> **Assignment**
The required result is each line of the entries below containing the string "forest".

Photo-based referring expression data

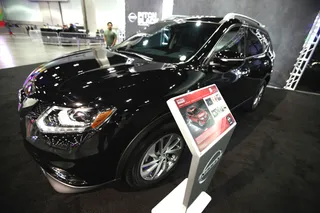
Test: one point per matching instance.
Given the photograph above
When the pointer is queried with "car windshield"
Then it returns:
(172, 43)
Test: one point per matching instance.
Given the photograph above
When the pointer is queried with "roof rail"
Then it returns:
(242, 18)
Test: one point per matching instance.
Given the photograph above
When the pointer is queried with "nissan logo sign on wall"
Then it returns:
(132, 17)
(211, 163)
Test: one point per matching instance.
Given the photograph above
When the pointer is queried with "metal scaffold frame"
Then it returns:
(305, 55)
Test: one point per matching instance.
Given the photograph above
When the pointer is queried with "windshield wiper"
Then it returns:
(136, 54)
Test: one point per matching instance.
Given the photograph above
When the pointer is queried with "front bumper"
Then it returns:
(88, 163)
(62, 187)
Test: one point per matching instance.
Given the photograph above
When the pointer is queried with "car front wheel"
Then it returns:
(155, 158)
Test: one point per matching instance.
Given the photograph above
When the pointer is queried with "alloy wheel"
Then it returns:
(161, 156)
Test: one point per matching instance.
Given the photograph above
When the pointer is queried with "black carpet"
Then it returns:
(272, 163)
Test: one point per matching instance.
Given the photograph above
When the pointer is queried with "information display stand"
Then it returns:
(206, 124)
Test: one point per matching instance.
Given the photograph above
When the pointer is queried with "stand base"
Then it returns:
(173, 202)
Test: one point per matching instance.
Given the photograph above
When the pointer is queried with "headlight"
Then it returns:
(68, 120)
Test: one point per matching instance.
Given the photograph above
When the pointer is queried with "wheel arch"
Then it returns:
(125, 156)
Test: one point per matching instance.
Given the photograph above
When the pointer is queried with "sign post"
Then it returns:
(206, 124)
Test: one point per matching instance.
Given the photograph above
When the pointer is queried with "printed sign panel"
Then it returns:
(205, 114)
(140, 14)
(1, 17)
(207, 125)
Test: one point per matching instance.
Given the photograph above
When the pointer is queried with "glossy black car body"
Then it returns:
(137, 86)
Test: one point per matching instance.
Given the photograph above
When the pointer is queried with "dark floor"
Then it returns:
(310, 80)
(272, 163)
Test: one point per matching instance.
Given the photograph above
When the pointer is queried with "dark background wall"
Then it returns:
(288, 22)
(135, 6)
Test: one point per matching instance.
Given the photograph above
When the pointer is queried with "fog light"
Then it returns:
(67, 177)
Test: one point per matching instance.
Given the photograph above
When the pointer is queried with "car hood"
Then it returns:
(109, 78)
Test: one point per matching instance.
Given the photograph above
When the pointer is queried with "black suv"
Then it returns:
(100, 115)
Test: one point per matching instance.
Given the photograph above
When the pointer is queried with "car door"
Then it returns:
(225, 66)
(257, 62)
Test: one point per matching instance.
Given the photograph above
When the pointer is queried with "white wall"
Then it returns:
(55, 13)
(72, 12)
(110, 10)
(105, 11)
(22, 10)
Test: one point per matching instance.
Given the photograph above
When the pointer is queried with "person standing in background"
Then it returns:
(110, 37)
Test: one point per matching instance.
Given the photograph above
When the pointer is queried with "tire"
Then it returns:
(255, 101)
(137, 168)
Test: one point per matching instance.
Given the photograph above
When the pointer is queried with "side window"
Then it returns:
(256, 42)
(231, 45)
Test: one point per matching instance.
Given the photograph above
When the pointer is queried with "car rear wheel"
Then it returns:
(156, 158)
(254, 102)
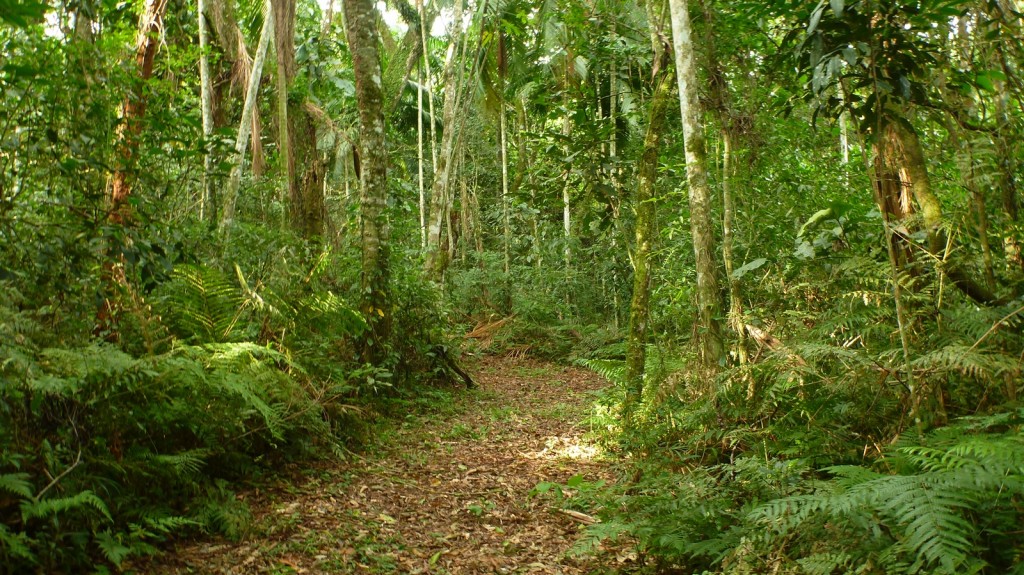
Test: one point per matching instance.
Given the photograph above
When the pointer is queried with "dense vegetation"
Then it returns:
(235, 234)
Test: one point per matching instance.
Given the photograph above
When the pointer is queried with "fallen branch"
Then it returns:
(582, 518)
(772, 343)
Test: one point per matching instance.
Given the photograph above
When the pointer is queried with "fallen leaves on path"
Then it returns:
(444, 496)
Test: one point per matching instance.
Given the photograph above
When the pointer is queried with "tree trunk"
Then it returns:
(728, 217)
(906, 146)
(151, 25)
(360, 27)
(709, 334)
(245, 127)
(566, 201)
(440, 193)
(646, 234)
(297, 134)
(206, 99)
(419, 160)
(506, 218)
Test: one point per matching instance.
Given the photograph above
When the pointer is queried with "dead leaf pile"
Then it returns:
(449, 495)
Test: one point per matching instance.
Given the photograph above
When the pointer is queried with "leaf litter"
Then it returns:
(451, 494)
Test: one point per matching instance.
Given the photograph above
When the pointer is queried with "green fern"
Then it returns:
(934, 510)
(51, 506)
(16, 483)
(204, 304)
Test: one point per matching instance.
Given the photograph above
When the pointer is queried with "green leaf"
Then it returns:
(16, 483)
(22, 12)
(748, 267)
(816, 17)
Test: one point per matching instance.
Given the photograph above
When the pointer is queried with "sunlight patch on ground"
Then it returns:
(565, 447)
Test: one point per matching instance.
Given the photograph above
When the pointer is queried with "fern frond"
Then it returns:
(611, 369)
(16, 483)
(51, 506)
(968, 360)
(15, 544)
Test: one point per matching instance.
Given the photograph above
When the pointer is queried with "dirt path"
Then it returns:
(451, 494)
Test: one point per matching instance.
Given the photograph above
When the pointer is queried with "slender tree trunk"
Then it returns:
(132, 114)
(245, 127)
(915, 174)
(206, 99)
(440, 194)
(284, 15)
(419, 160)
(424, 37)
(566, 201)
(506, 218)
(646, 234)
(360, 26)
(711, 348)
(151, 25)
(728, 217)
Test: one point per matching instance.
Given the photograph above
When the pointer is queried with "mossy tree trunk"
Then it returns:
(360, 27)
(646, 234)
(440, 194)
(297, 133)
(708, 300)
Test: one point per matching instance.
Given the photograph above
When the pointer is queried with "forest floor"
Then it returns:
(448, 491)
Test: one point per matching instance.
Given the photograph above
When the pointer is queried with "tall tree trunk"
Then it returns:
(730, 129)
(440, 193)
(297, 134)
(132, 113)
(728, 217)
(646, 234)
(914, 175)
(245, 127)
(566, 201)
(424, 37)
(206, 104)
(360, 26)
(506, 217)
(419, 160)
(284, 30)
(701, 228)
(151, 25)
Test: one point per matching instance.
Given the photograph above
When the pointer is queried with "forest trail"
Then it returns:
(444, 493)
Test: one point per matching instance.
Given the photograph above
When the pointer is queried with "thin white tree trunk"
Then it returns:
(566, 206)
(506, 218)
(284, 141)
(440, 192)
(246, 125)
(206, 98)
(429, 85)
(711, 347)
(419, 155)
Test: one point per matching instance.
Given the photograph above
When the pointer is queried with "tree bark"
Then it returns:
(701, 228)
(376, 303)
(297, 133)
(206, 105)
(245, 127)
(151, 25)
(646, 234)
(440, 193)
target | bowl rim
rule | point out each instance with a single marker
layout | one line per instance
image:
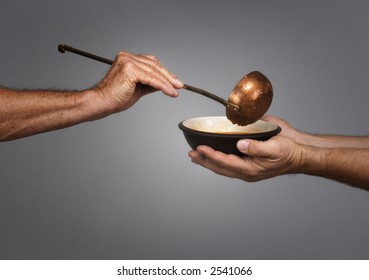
(273, 132)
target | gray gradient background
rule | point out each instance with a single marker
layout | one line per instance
(124, 188)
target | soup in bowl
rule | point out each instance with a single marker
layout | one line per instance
(222, 135)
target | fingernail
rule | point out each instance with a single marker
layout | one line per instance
(243, 145)
(174, 92)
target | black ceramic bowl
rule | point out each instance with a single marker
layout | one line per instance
(220, 134)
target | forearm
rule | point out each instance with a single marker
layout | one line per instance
(346, 165)
(25, 113)
(333, 141)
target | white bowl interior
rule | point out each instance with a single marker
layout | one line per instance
(222, 125)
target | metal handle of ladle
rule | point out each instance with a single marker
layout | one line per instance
(63, 48)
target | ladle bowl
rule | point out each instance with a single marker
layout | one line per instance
(253, 94)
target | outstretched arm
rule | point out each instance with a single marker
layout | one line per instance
(24, 113)
(341, 158)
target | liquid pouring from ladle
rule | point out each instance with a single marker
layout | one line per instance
(234, 112)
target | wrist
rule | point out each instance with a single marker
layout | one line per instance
(312, 160)
(94, 106)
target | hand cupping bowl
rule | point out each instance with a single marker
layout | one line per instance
(220, 134)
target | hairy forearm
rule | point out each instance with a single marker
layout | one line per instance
(25, 113)
(333, 141)
(346, 165)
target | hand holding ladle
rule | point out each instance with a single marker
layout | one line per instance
(248, 102)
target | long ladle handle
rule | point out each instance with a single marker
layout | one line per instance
(63, 48)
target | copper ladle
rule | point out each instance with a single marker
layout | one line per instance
(244, 100)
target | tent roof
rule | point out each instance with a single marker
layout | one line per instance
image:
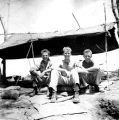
(22, 38)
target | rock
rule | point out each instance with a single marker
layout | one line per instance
(13, 88)
(10, 94)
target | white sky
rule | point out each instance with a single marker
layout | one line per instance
(52, 15)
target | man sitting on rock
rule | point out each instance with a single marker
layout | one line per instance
(89, 73)
(41, 74)
(64, 74)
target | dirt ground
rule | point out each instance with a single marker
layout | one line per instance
(93, 106)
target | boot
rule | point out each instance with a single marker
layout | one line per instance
(97, 88)
(53, 95)
(76, 94)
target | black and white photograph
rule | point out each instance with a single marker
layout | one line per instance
(59, 60)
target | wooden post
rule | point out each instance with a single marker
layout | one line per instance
(4, 69)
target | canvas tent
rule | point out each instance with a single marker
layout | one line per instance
(17, 45)
(51, 25)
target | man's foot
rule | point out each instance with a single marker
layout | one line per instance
(53, 95)
(76, 98)
(97, 88)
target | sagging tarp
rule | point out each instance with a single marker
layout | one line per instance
(17, 45)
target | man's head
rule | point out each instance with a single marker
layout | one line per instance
(45, 54)
(87, 54)
(67, 52)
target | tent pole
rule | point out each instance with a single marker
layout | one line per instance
(106, 44)
(4, 69)
(4, 60)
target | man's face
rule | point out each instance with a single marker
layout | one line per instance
(45, 56)
(87, 56)
(67, 54)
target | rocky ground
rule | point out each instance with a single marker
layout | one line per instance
(96, 106)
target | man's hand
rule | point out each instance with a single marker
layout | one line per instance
(65, 73)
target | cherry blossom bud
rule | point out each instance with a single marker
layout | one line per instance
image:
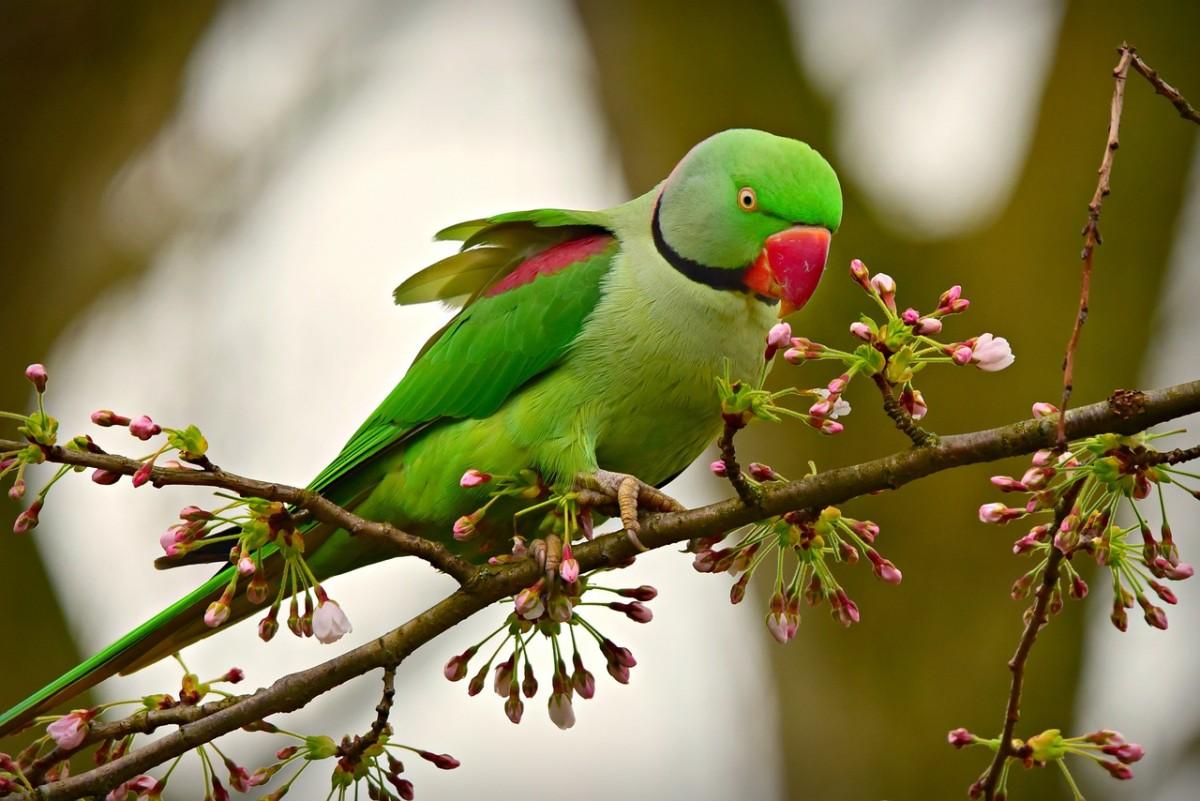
(859, 272)
(217, 613)
(779, 337)
(582, 680)
(474, 477)
(1043, 409)
(999, 513)
(569, 568)
(105, 477)
(28, 519)
(514, 708)
(443, 762)
(1126, 752)
(269, 625)
(528, 603)
(107, 417)
(70, 730)
(144, 428)
(636, 610)
(993, 354)
(913, 402)
(861, 330)
(465, 527)
(561, 710)
(883, 568)
(1008, 485)
(36, 375)
(142, 475)
(960, 738)
(329, 622)
(886, 287)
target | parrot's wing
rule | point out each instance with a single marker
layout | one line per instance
(529, 281)
(543, 277)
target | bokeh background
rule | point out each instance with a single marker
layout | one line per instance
(205, 206)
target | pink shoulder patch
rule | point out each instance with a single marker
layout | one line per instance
(550, 262)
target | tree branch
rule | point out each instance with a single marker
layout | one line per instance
(321, 507)
(1123, 413)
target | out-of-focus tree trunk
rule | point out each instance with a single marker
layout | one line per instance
(82, 88)
(864, 711)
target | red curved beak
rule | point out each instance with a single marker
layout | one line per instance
(790, 266)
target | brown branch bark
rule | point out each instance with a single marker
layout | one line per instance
(1103, 187)
(1025, 645)
(485, 585)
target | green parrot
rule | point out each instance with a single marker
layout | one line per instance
(587, 344)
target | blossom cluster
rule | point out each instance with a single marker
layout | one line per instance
(261, 535)
(1099, 476)
(1104, 747)
(893, 351)
(815, 540)
(552, 608)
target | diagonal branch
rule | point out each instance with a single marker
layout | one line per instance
(1125, 413)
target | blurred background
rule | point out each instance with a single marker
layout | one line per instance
(208, 204)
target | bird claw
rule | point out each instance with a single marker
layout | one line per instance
(630, 494)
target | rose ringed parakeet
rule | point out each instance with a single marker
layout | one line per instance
(588, 341)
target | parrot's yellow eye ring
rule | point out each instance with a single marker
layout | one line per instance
(747, 199)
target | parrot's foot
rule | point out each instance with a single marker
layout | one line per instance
(630, 494)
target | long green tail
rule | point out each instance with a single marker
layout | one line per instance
(112, 660)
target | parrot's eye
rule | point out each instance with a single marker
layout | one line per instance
(748, 199)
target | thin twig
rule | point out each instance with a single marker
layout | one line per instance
(321, 507)
(490, 584)
(1091, 233)
(745, 491)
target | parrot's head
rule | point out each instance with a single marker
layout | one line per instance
(751, 211)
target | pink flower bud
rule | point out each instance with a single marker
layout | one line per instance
(144, 428)
(142, 475)
(329, 622)
(928, 326)
(561, 710)
(70, 730)
(443, 762)
(1008, 485)
(991, 354)
(1043, 409)
(36, 375)
(28, 519)
(961, 738)
(474, 477)
(643, 592)
(861, 275)
(106, 417)
(999, 513)
(216, 614)
(636, 610)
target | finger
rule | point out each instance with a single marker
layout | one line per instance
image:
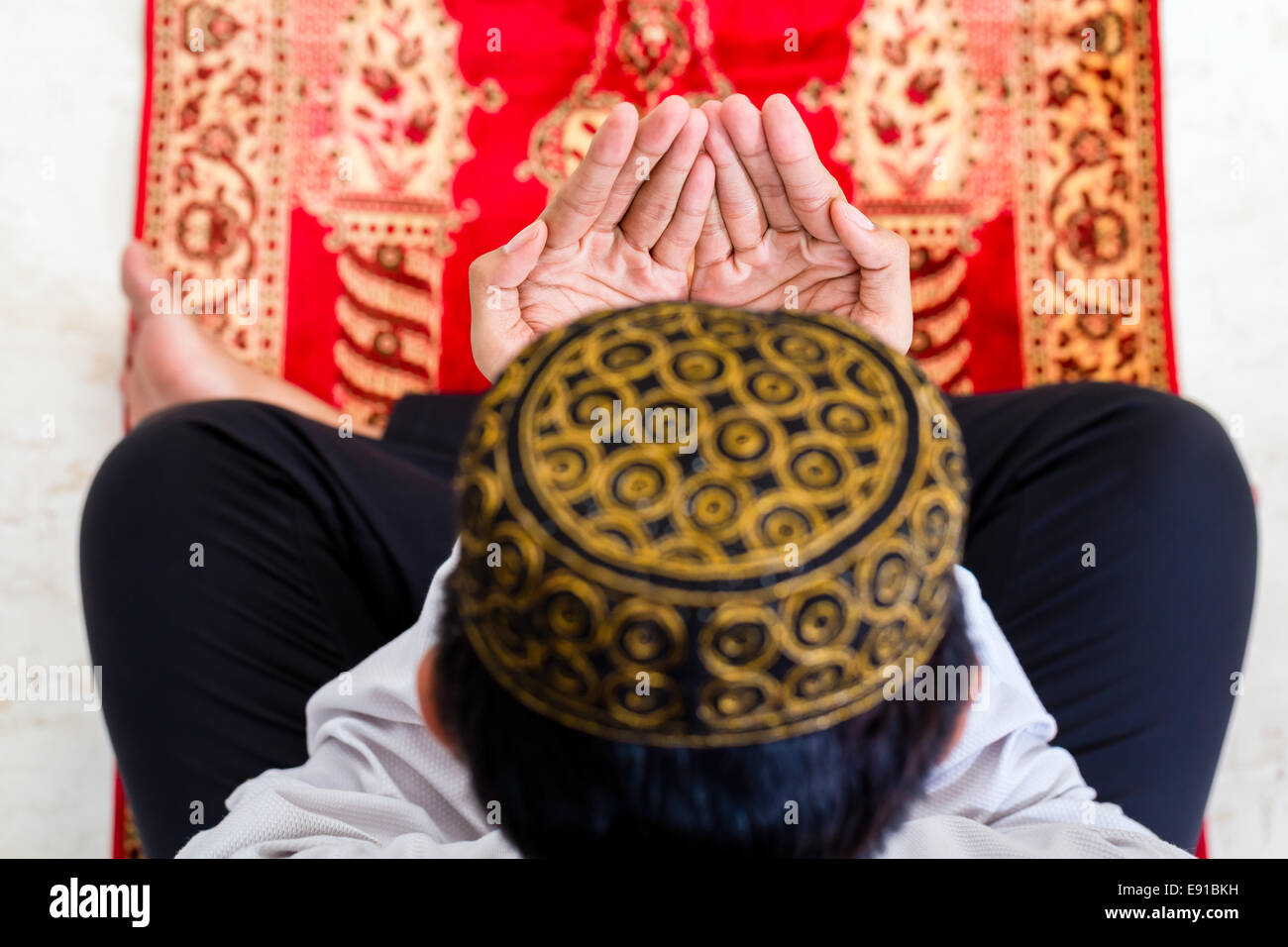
(746, 132)
(807, 184)
(739, 205)
(678, 241)
(656, 202)
(713, 244)
(885, 285)
(657, 131)
(583, 197)
(497, 329)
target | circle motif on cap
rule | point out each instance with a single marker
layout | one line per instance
(750, 510)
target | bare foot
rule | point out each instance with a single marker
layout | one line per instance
(171, 361)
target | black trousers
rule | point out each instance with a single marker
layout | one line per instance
(235, 557)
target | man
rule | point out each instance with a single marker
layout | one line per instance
(326, 545)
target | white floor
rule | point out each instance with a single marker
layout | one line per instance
(67, 167)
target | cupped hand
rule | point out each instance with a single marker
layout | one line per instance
(619, 232)
(780, 234)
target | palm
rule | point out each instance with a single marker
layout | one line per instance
(603, 270)
(785, 270)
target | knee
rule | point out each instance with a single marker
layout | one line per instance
(153, 493)
(165, 457)
(1179, 458)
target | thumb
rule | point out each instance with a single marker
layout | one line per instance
(885, 279)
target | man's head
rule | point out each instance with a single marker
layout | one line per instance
(657, 635)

> **Answer space**
When the pointer is queried with "forest floor"
When the pointer is queried with "forest trail"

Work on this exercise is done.